[Information shown]:
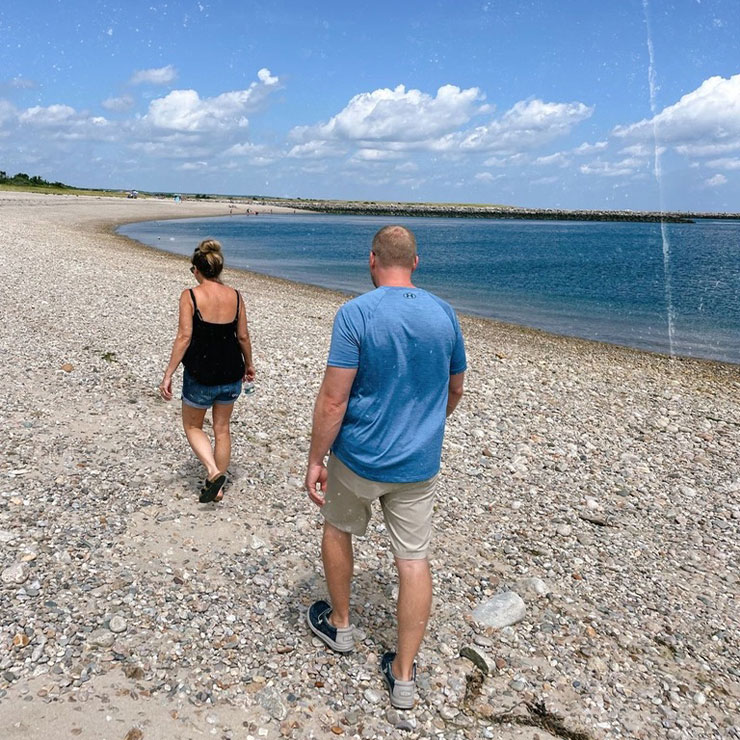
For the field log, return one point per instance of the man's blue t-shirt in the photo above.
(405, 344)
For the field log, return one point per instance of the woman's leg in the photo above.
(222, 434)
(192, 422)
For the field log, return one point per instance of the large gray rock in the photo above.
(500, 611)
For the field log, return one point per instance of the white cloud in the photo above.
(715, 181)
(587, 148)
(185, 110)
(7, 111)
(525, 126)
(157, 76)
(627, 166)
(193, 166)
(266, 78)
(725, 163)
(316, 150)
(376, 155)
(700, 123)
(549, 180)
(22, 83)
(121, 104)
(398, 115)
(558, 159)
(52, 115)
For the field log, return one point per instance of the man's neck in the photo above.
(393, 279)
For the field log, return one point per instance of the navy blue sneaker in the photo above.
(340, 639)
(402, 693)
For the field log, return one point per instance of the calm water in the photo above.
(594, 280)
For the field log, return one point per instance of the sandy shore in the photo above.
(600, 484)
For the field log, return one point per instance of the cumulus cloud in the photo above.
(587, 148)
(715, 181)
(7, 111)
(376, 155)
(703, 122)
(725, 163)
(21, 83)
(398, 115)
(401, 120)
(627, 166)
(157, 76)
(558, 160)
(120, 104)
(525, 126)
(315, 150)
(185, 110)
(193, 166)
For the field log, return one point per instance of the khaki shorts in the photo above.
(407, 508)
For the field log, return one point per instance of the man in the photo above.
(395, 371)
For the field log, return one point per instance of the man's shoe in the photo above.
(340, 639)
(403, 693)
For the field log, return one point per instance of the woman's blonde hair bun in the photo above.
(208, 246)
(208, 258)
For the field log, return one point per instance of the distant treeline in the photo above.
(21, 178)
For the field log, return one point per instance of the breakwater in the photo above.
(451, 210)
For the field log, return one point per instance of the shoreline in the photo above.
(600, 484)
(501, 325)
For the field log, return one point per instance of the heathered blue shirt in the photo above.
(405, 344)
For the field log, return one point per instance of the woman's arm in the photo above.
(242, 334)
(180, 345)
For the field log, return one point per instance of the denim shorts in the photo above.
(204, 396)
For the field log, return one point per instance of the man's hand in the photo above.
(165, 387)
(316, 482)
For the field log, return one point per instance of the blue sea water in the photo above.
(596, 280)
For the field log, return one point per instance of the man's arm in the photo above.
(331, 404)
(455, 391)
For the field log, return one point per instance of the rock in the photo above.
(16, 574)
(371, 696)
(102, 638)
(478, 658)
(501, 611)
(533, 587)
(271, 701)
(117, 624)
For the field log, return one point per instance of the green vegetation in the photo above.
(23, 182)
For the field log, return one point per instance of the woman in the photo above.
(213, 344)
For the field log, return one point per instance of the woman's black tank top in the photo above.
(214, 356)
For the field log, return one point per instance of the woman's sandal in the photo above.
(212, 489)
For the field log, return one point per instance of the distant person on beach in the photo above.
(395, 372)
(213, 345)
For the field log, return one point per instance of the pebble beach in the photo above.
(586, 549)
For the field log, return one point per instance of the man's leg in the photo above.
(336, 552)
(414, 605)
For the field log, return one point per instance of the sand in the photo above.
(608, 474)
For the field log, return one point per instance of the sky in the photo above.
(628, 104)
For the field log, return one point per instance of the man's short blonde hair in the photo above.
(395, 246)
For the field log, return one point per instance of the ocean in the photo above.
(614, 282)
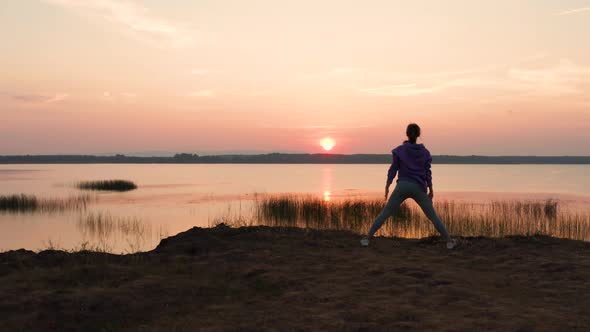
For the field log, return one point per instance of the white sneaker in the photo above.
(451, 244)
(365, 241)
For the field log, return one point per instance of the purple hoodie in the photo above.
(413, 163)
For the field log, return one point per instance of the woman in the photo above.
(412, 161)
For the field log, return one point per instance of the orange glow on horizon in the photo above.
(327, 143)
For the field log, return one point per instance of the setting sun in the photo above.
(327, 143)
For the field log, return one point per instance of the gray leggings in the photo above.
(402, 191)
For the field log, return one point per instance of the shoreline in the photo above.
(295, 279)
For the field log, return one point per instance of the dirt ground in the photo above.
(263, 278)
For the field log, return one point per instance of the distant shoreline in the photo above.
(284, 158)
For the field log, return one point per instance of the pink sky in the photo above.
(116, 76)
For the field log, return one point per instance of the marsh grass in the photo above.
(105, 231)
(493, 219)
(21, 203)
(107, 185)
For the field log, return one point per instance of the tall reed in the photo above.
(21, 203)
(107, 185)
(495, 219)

...

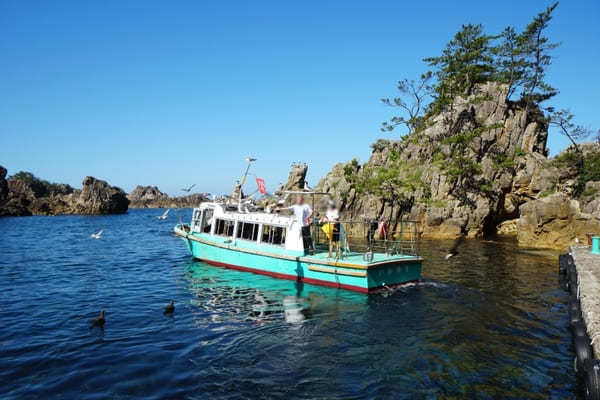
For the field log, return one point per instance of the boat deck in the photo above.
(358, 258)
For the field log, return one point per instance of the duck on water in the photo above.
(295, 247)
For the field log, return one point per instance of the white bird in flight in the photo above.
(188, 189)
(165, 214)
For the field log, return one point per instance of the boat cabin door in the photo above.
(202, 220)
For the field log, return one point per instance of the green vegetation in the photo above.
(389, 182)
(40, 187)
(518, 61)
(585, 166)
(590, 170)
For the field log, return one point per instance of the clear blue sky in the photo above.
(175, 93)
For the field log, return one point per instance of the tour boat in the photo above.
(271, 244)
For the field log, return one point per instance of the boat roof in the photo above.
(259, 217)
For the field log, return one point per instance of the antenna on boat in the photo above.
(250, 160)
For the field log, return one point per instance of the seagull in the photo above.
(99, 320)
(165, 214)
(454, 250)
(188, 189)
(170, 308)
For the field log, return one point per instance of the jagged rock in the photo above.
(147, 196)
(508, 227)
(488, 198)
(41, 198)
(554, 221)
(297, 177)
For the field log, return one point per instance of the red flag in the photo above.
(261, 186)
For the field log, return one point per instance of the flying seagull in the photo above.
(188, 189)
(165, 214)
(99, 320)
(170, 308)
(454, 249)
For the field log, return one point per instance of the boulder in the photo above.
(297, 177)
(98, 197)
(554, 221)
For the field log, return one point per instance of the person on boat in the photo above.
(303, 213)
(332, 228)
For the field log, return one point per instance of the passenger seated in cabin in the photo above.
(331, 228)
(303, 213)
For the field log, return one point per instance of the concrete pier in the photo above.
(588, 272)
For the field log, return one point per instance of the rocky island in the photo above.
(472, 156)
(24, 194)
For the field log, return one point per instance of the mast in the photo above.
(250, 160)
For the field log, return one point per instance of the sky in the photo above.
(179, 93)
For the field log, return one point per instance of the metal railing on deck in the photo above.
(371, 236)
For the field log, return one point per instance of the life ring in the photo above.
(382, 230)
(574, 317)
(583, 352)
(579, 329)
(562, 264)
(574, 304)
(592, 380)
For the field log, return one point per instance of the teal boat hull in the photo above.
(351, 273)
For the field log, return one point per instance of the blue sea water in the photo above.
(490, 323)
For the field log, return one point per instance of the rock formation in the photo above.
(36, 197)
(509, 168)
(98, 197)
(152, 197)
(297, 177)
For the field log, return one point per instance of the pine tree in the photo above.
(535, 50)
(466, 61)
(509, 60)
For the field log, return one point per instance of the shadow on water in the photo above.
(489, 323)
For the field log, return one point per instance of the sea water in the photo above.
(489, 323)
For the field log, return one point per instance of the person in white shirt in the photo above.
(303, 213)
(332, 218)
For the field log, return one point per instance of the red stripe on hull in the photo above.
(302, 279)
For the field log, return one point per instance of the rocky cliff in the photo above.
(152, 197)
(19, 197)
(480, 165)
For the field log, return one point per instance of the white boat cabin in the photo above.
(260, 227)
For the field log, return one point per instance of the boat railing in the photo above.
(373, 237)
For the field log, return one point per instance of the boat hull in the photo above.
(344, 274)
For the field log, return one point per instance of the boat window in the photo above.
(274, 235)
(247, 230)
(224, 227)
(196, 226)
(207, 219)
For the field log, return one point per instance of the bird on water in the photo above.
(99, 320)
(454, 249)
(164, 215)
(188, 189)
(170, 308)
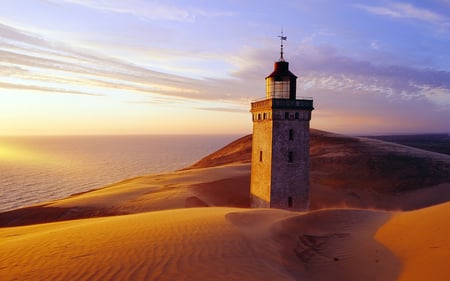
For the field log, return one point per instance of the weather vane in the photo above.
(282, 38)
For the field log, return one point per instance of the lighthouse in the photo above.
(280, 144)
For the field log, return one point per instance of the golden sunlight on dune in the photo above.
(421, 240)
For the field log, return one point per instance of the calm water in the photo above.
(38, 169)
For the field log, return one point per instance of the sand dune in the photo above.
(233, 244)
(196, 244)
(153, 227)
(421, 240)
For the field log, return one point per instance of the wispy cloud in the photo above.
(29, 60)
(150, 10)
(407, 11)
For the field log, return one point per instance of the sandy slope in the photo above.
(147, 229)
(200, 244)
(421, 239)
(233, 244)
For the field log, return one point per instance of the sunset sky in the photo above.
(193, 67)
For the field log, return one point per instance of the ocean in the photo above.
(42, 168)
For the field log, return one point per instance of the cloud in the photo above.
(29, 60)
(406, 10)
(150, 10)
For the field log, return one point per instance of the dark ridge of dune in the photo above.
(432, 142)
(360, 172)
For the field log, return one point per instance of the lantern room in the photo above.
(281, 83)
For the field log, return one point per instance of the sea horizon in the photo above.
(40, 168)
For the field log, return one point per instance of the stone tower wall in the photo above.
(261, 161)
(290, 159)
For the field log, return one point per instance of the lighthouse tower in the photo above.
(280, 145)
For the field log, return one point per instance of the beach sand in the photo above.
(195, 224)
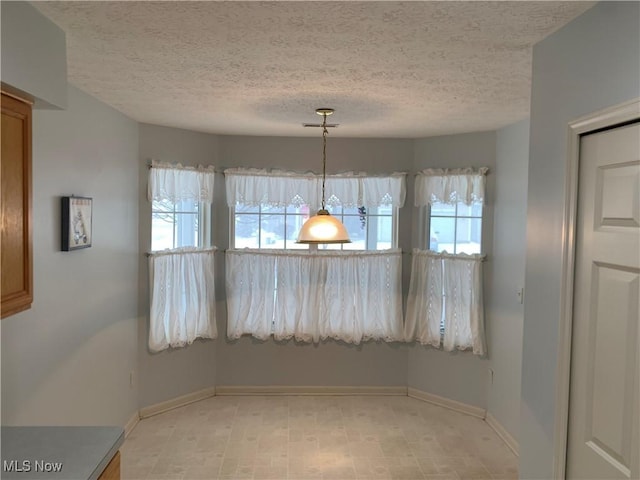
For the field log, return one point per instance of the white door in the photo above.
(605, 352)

---

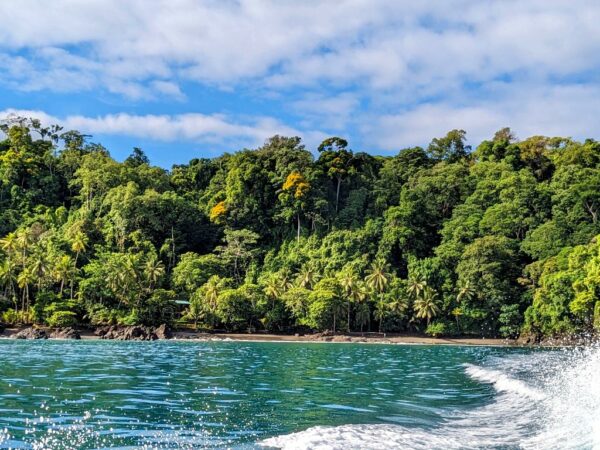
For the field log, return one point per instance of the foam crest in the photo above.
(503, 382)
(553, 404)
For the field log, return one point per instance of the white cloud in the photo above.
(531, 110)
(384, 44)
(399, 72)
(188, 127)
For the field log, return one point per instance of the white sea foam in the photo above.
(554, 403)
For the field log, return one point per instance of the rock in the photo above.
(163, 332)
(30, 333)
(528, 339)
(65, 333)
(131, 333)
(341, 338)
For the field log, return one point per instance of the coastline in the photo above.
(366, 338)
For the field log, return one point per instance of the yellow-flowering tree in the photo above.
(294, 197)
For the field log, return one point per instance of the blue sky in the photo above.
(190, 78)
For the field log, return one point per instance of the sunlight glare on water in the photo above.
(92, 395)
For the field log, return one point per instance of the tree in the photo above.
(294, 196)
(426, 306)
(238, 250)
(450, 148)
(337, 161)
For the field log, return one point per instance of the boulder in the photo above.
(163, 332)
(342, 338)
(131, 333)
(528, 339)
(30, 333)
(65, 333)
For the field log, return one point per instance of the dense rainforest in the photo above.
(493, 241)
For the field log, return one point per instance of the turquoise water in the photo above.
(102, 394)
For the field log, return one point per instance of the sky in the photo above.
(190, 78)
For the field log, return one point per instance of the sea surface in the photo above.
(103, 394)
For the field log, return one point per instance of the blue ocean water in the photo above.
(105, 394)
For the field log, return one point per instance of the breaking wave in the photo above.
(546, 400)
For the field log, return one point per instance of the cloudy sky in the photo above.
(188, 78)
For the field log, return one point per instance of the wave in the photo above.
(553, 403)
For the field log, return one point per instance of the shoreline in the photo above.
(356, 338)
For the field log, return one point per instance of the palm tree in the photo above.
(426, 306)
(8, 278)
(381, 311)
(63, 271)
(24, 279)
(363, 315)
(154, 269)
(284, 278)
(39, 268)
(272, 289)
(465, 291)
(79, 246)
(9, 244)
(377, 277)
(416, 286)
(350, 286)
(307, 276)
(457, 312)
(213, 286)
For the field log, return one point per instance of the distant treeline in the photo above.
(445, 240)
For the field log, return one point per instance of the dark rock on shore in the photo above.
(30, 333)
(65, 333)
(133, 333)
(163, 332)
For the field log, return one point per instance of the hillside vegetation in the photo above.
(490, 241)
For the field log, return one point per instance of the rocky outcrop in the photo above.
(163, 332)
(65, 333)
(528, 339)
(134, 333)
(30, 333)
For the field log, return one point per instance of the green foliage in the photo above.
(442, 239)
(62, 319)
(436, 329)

[Task details]: Extract every line in the records above that contains the word "shorts". Case counts.

[Correct result]:
For the field log, return one point per instance of the khaki shorts in the photo above.
For the field log, return one point per instance of the denim shorts in the photo above.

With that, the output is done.